__PASSAGE TO READ__.
Mad cow disease: a computational model reveals the mechanism of replication of prions

Prions are unusual infectious agents made by aberrantly folded forms of a physiological protein called the cellular prion protein, or PrPC. Credit: Spagnolli Rigoli

An article published in the journal PLOS Pathogens reports a realistic computational model for the structure and mechanism of replication of prions, infectious agents responsible for mad cow disease and other neurodegenerative disorders of human and animals.

The study was carried out in the Dulbecco Telethon Laboratory of Prions & Amyloids at CIBIO, led by Emiliano Biasini, University of Trento, and involved the team led by Prof. Pietro Faccioli, a physicist from the same university and affiliated with the Italian National Institute of Nuclear Physics.

Prions are unusual infectious agents made by aberrantly folded forms of a physiological protein called the cellular prion protein, or PrPC. These pathogens are known to replicate in absence of genetic material by recruiting normal PrPC molecules at the surface of cells and forcing them to change conformation and become infectious themselves. The resulting accumulation of prion particles in the nervous system lies at the root of neurodegenerative conditions known as transmissible spongiform encephalopathies, including Creutzfeldt-Jakob disease, fatal familial insomnia and Gerstmann-Sträussler-Scheinker in humans; a variety of other pathologies occur in mammals, including mad cow disease, which, in the 1990s, caused widespread epidemics in the U.K. and Europe, and several cases of cross-species transmission to humans caused by the ingestion of infected meat.

“Even though scientists have known the existence of prions since 1982, thanks to the work of Nobel laureate Stanley Prusiner, direct information regarding the structure of these non-canonical infectious agents is still lacking,” says Emiliano Biasini, associate professor at the Department CIBIO, University of Trento. “In fact, their insoluble and aggregated nature hampers the use of classical high-resolution techniques for studying protein structures such as X-ray crystallography or nuclear magnetic resonance. However, such information is instrumental to rationally design drugs against these agents. In an attempt to fill this gap, we found unexpected help from a discipline usually considered far away from biology or chemistry, that is particles physics.”

__DATA FOR ANALYSIS__.
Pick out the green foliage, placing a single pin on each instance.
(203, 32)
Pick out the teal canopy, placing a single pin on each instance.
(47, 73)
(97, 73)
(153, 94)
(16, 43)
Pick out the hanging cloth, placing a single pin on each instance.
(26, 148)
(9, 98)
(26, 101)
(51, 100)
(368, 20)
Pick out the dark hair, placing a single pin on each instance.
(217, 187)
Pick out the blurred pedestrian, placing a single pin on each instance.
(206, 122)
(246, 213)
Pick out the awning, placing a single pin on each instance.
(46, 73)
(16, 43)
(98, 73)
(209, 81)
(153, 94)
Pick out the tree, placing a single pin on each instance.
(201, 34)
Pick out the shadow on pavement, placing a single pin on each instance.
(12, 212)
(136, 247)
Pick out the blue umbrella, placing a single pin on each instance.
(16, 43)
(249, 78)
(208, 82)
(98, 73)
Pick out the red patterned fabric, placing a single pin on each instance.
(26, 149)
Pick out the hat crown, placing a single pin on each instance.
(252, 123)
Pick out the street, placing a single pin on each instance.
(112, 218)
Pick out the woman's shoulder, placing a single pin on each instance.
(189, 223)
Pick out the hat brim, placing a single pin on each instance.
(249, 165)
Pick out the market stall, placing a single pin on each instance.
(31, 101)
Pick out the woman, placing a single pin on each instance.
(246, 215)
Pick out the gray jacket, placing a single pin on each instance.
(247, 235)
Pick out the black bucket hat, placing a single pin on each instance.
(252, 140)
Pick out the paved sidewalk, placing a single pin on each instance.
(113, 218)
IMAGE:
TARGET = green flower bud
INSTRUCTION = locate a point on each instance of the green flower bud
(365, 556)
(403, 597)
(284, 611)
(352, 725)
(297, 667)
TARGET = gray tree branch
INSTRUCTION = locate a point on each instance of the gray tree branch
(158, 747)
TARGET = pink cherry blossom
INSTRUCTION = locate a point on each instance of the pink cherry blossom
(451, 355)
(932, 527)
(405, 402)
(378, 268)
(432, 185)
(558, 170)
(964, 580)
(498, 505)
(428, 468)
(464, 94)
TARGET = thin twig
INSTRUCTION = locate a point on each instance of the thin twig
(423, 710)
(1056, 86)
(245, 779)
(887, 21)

__REQUIRED WORK__.
**a)** In the prion article, which journal published the study?
**b)** Quote the prion article from "Prions are unusual infectious" to "of infected meat.".
**c)** Continue the prion article beyond its final sentence.
The lines are separate material, unconnected to the prion article.

__RESULTS IN ORDER__.
**a)** PLOS Pathogens

**b)**
Prions are unusual infectious agents made by aberrantly folded forms of a physiological protein called the cellular prion protein, or PrPC. These pathogens are known to replicate in absence of genetic material by recruiting normal PrPC molecules at the surface of cells and forcing them to change conformation and become infectious themselves. The resulting accumulation of prion particles in the nervous system lies at the root of neurodegenerative conditions known as transmissible spongiform encephalopathies, including Creutzfeldt-Jakob disease, fatal familial insomnia and Gerstmann-Sträussler-Scheinker in humans; a variety of other pathologies occur in mammals, including mad cow disease, which, in the 1990s, caused widespread epidemics in the U.K. and Europe, and several cases of cross-species transmission to humans caused by the ingestion of infected meat.

**c)**
The video shows the mechanism by which the aggregated and infectious form of the prion protein (red) induces its physiological counterpart (blue) to change conformation. Once the normal form is completely changed, it becomes part of the infectious particle, and itself promotes the misfolding of another normal protein nearby. Once they reach a certain length, the growing aggregates of prions break into multiple smaller fragments, each capable of recruiting additional normal proteins, producing a chain reaction that leads to the accumulation of aggregated prions into the brain of affected patients. Credit: Pietro Faccioli

Telethon researchers revised previous models of prion structure and proposed a novel architecture consistent with recent experimental data. This new model allowed Pietro Faccioli’s group to apply their innovative algorithms for the reliable prediction of protein conformational transitions to the prion replication mechanism “Cross-disciplinarity has been the key,” explains Giovanni Spagnolli, Ph.D. student at the Department CIBIO, University of Trento, and first author of the paper. “Without the contribution of colleagues from physics, we would have never been able to afford the kind of calculation required to simulate such complex systems. For the first time, we have reconstructed a physically plausible mechanism of prion replication, which now allow us to formulate new hypotheses and design new drug discovery schemes to tackle the neurodegenerative processes unleashed by these infectious agents.”

“The calculation algorithms that allowed the reconstruction of prion replication are derived from mathematical methods of theoretical physics, originally formulated to study phenomena of the subatomic world, such as the quantum tunneling effect. These mathematical methods have been adapted here to allow the simulation of complex biomolecular processes such as the folding and aggregation of proteins,” says Pietro Faccioli, associate professor at the Department of Physics, University of Trento, and affiliated to the Italian National Institute for Nuclear Physics.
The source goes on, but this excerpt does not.